### ACTIVITY:
Your reply must consist of the data below, reproduced character for character.

--- START ---

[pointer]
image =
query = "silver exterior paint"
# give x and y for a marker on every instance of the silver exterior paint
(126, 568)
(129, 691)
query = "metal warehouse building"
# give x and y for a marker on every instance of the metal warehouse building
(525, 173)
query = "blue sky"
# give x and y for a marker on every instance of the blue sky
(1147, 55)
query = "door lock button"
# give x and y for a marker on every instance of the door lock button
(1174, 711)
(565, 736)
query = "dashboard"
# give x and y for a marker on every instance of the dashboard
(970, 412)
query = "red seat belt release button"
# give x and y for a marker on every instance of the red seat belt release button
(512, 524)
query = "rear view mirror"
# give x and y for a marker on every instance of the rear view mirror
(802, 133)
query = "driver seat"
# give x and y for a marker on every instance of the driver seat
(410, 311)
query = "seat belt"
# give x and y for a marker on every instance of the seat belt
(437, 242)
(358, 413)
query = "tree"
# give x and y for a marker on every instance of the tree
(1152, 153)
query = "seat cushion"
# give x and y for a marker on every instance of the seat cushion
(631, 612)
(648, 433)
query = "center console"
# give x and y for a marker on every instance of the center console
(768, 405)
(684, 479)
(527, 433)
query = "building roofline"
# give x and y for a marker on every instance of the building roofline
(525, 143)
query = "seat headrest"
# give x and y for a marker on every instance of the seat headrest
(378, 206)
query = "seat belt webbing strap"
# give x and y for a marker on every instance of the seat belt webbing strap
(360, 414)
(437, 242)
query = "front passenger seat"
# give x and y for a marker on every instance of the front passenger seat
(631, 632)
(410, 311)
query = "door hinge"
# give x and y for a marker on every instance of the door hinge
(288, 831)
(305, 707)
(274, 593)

--- END ---

### SOLUTION TO THIS PROBLEM:
[pointer]
image =
query = "silver exterior paint"
# give x and y for a marker on every instance of the silver exterior paint
(126, 568)
(129, 691)
query = "metal warehouse building"
# give x and y for a marker on every instance of the metal warehouse building
(525, 173)
query = "blue sky"
# give x and y for a marker on every instance of the blue sky
(1147, 55)
query = "door lock button"
# give x and y for a marker on every instance of the door lock button
(1174, 711)
(565, 736)
query = "dashboard"
# give x and y for a marker on every instance of the dashboard
(970, 412)
query = "red seat belt release button"
# give x and y for a marker on every instance of the red seat belt release button
(512, 524)
query = "rear view mirror"
# give x and y for a marker on every instance of the rear view mirror
(802, 133)
query = "driver seat"
# give x and y for a marker on every instance of the driver seat
(410, 311)
query = "seat belt"
# give x and y for a marker on every instance of the seat belt
(437, 242)
(358, 413)
query = "tree"
# give x and y for a marker on every instance of the tree
(1152, 153)
query = "seat cushion"
# give x and y for a marker on every instance of the seat cushion
(631, 612)
(648, 433)
query = "center console"
# give x and y for a marker on every instance of the center console
(768, 405)
(684, 479)
(527, 433)
query = "building roofline"
# give x and y for a marker on every instance of the building roofline
(525, 143)
query = "seat headrest"
# give x and y for a marker on every instance of the seat headrest
(378, 206)
query = "seat belt webbing strap"
# give x and y for a marker on every instance of the seat belt webbing strap
(360, 414)
(437, 242)
query = "front passenger seat"
# give x and y for a marker on every instance of the front passenger seat
(631, 632)
(410, 311)
query = "door hinge"
# give x and y for a marker on every instance of the door hinge
(288, 831)
(305, 707)
(274, 593)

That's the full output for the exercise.